⟨

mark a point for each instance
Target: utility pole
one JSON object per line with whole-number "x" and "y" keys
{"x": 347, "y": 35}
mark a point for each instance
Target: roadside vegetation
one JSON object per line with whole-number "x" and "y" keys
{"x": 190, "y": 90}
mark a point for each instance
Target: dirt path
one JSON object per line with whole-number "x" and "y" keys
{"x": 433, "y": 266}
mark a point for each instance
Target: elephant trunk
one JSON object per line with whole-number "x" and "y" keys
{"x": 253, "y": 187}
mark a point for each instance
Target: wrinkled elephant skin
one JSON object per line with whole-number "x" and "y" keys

⟩

Reproduce the lines above verbatim, from first to last.

mark a point for each instance
Target: utility pole
one JSON object per line with whole-number "x" and "y" keys
{"x": 347, "y": 35}
mark a point for each instance
Target: roadside vegetation
one JSON object per line with whole-number "x" and "y" keys
{"x": 190, "y": 90}
mark a point for each instance
Target: dirt path
one JSON object per line with whole-number "x" and "y" keys
{"x": 433, "y": 266}
mark a point for each instance
Target: elephant trunk
one JSON object per line with whole-number "x" and "y" keys
{"x": 253, "y": 187}
mark a point for each instance
Target: wrinkled elephant skin
one JSON object per line with whole-number "x" and "y" keys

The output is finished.